AIM OF THE EXERCISE: Can you give the items below again with every "a dot per instance" changed to "one point for each instance", all else unchanged and the pictures left out?

LISTED ENTRIES:
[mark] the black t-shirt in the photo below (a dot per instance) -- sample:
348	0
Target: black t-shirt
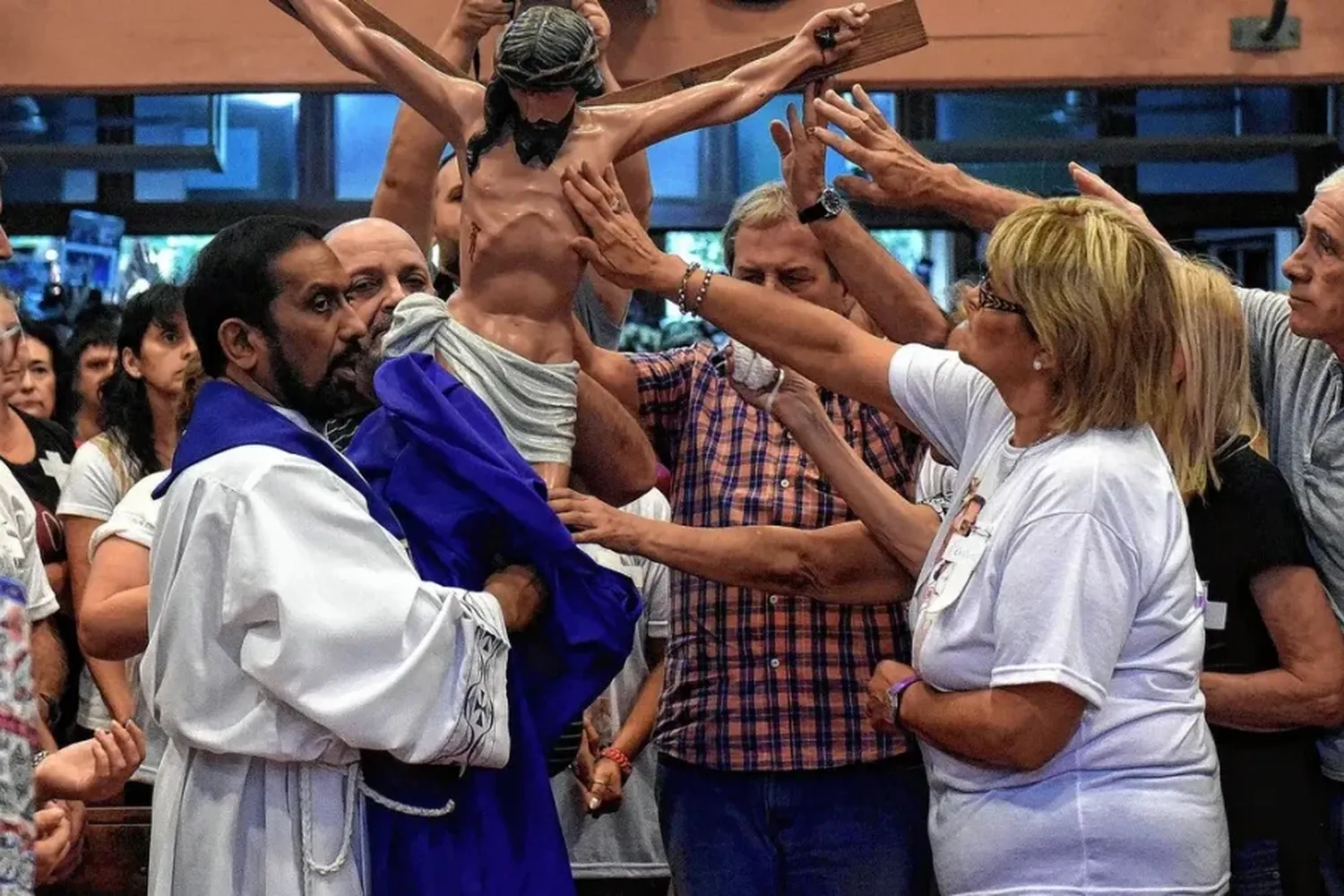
42	479
1250	524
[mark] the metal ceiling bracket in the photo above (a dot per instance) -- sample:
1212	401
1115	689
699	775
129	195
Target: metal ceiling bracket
1247	35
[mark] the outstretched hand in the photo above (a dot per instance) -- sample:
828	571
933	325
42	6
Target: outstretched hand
596	15
900	177
594	521
803	158
475	18
832	34
93	770
620	250
788	389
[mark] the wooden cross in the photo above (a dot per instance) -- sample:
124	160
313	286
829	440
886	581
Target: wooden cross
892	30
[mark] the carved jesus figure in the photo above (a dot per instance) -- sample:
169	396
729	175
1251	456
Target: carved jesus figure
507	332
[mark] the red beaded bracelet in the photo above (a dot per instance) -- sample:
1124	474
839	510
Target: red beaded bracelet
621	761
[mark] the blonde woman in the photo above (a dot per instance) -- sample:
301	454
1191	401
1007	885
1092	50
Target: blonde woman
1273	656
1055	681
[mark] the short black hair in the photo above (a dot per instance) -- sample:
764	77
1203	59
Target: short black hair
128	416
97	327
234	277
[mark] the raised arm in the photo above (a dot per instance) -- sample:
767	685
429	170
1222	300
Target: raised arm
892	297
1306	689
115	618
902	177
632	172
612	455
905	530
405	194
814	341
742	91
449	104
838	564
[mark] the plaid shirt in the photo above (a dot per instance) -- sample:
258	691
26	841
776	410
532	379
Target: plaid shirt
760	681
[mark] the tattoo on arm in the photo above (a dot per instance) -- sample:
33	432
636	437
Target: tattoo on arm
470	242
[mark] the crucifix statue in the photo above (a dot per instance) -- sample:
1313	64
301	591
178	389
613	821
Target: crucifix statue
507	332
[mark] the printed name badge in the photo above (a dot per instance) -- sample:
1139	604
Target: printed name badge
954	570
1215	616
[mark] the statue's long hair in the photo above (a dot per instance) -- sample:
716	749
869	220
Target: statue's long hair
545	48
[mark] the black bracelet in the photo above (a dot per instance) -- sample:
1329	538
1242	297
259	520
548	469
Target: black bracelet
685	281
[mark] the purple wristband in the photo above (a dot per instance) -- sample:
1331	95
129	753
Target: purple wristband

SOLVED PROBLEM:
[mark] the black t-shirt in the photo below (one point for each instance) -- sample:
348	0
Target: black t-shirt
42	479
1250	524
[mark] the metal ceiling bracket in the photo above (one point for each instance) -- sample:
1212	401
1115	689
699	775
129	195
Target: metal ceiling bracket
1247	35
[mark] the outstretched hand in the photo above (one point for each instance) -- sample:
828	571
933	325
42	6
Target: outstretched hand
596	15
900	177
594	521
803	158
475	18
832	34
93	770
620	250
788	389
[mark] the wooden cross in the photo above (one point for each instance) -- sample:
124	160
313	286
829	440
886	581
Target: wooden cross
892	30
[mark] the carved jesus figure in the photo above (one point for each instance) -- sample:
169	396
729	175
1251	456
Target: carved jesus figure
507	332
[mark] the red beaded bracelet in the photo above (one point for each instance) -- sample:
1124	474
839	510
Target: red beaded bracelet
621	761
[mark] the blonde woman in the photo above (one point for each instance) -- sample:
301	454
1191	401
1007	885
1092	50
Target: blonde woman
1273	656
1055	681
[mark] the short black hair in the photo above (one point for each instance) -- sample:
764	77
1203	59
Target: short black hair
128	416
97	327
234	277
[mark] the raised arm in the photo above (one point for each instance) -- sample:
767	685
429	170
1222	300
Target: raised arm
892	297
1306	689
115	618
902	177
632	172
612	455
905	530
405	194
814	341
742	91
449	104
838	564
[mark] the plaid shirt in the photo above (one point for each instance) -- sample:
258	691
26	841
776	410
532	379
Target: plaid shirt
760	681
[mark] the tattoo on arm in the photo above (one point for each instance) -- sample:
33	432
636	437
Target: tattoo on arm
470	242
[mark] the crucifix statue in the photo above (one point for each instance) -- sample:
1313	64
301	591
178	389
613	821
Target: crucifix statue
507	332
[mark] the printed name badge in the photo above (one point for each instance) -- sample:
1139	604
Target: printed name badge
954	570
1215	616
[mark] the statue's long hair in the photo above (one point for each instance) -- sample:
716	749
869	220
Target: statue's long hair
545	48
[mark] the black bracelet in the photo above (one point for each instance) -- sample:
1329	538
1242	297
259	520
548	469
Target: black bracelet
685	281
[mark] the purple wristband in the photo above (one point for each instance) -- sample:
1331	95
129	753
Target: purple wristband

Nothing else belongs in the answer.